## EXERCISE MATERIAL
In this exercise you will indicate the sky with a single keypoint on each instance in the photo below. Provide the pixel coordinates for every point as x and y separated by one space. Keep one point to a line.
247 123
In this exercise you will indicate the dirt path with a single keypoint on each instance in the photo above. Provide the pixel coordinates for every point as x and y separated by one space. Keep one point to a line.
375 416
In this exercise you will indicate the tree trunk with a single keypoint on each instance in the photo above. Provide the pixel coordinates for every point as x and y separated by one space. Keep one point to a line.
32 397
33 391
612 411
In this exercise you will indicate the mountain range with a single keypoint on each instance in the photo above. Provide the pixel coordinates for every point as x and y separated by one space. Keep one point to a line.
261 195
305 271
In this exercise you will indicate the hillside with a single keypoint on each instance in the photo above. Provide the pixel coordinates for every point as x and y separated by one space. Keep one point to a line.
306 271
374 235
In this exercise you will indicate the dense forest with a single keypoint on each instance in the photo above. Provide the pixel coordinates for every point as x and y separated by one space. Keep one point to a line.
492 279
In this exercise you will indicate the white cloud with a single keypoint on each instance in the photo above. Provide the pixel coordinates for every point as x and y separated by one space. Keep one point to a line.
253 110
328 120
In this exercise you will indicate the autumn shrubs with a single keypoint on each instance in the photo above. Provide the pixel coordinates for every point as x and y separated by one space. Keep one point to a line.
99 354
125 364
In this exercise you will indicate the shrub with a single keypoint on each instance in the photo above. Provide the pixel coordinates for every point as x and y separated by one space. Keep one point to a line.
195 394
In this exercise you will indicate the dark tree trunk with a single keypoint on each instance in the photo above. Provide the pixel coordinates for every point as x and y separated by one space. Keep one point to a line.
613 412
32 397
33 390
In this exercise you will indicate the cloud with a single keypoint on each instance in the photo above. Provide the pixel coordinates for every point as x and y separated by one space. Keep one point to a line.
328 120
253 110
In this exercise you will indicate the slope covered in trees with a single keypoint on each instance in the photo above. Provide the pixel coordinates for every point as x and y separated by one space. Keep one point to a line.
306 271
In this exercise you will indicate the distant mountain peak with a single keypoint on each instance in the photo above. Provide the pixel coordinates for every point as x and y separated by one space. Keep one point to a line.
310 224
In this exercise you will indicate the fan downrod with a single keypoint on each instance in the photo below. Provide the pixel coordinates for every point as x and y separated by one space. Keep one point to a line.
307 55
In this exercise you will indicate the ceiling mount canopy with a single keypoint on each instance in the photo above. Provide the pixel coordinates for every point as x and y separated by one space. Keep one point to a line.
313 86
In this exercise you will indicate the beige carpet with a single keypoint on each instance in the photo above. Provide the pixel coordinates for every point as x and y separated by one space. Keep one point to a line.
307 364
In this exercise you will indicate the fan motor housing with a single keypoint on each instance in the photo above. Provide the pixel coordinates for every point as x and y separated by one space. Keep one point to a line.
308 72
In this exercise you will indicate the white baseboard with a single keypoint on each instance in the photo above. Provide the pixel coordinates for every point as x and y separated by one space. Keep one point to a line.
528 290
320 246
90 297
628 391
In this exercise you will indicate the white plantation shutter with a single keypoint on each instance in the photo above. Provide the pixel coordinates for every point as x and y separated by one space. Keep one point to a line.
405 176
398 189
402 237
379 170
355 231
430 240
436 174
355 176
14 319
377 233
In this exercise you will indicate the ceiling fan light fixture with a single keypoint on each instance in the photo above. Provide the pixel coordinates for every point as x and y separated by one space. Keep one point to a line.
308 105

## PROBLEM DESCRIPTION
Nothing in the records may be left out; copy them all exactly.

## RESPONSE TO THIS TASK
In this exercise you will indicate the sky with a single keypoint on each instance in the photo below. Provide the pixel coordinates for every point as x and y separated by one space. Keep one point to a line.
247 123
In this exercise you will indicate the dirt path with a single keypoint on each instance in the photo above. Provide the pixel coordinates for every point as x and y separated by one space. Keep one point to a line.
375 416
In this exercise you will indicate the tree trunk with a single keypoint on each instance in the photo above. Provide the pixel coordinates for every point as x and y separated by one space. Keep one point to a line.
32 397
33 391
612 411
In this exercise you will indicate the mountain range with a single keypoint on each instance in the photo above. Provide the pixel coordinates for every point as x and y separated by one space. Keep one point to a line.
261 195
305 271
In this exercise you will indicate the hillside with a single keypoint on each instance in the photo above. Provide the pixel coordinates for every point as x and y separated by one space. Keep one point to a line.
306 271
374 235
In this exercise you will indicate the dense forest with a single keypoint on each instance in the photo above. Provide the pixel coordinates for every point as x and y separated by one space. Keep one point to a line.
492 279
In this exercise you will indicate the white cloud with a single keypoint on each instance in the photo above. Provide the pixel coordinates for every point as x and y separated by one space. Keep one point to a line.
253 110
328 120
In this exercise you will indicate the autumn shrubs with a single keypoint on each instance in the photo above. Provide the pixel coordinates for every point as x and y separated by one space. Keep one point to a line.
99 354
125 364
In this exercise you will indicate the shrub with a single keypoint on each instance in the photo above. Provide the pixel coordinates for every point as x and y separated by one space. Keep one point to a line.
195 394
In this exercise you will indicate the dark tree trunk with a single keypoint on each instance in the photo above. Provide the pixel coordinates for every point as x and y separated by one space. Keep one point to a line.
613 412
32 397
33 390
In this exercise you will indicate the cloud with a single keypoint on each instance in the photo above. Provide the pixel coordinates for every point as x and y separated by one space. Keep one point to a line.
328 120
253 110
In this exercise you will indicate the slope covered in trees with a single keypoint on each instance in the photo above. Provide the pixel coordinates for every point as x and y separated by one space. Keep one point to a line.
306 271
In this exercise you will indicate the distant mountain peak with a single keypoint on each instance in the photo above. Provide the pixel coordinates for every point as x and y separated by one space. Keep one point to a line.
310 224
In this exercise you will indicate the fan downrod with a single keypoint on each instance in the photo below. Provide the pixel coordinates for every point as x and y separated by one space. Keep one point to a line.
307 55
In this exercise you will indicate the ceiling mount canopy with a single keypoint on each instance in the photo above. Provide the pixel coordinates for every point as x and y separated by one space. Keep one point to a line.
313 86
In this exercise you will indicate the beige carpet with a single keypoint on each instance in the photo above. Provide the pixel coordinates for every point as x and y separated by one space. Keep one point to a line.
307 364
In this exercise you will indicate the fan motor housing with a single keypoint on each instance in the photo above. Provide the pixel coordinates for every point as x and y separated by one space. Keep one point to a line.
308 72
In this exercise you will indicate the white baseboard with a single keypoint on each instance in the photo above. Provide the pixel coordinates for every point as x and y separated by one space. Keep one point to a line.
528 290
320 246
90 297
628 391
In this exercise you will indicate the white plantation shutter with a single keypoint on each instance in the photo above. Provide the pixel coordinates for every point as x and y separated by one space. Keep one point to a line.
405 176
398 189
402 237
379 170
355 231
430 240
436 174
355 176
14 319
377 233
In this exercise you will indicate the ceiling fan light fixture with a single keypoint on each instance in the photo above. Provide the pixel coordinates for every point as x and y separated by one space. Keep one point to a line.
308 105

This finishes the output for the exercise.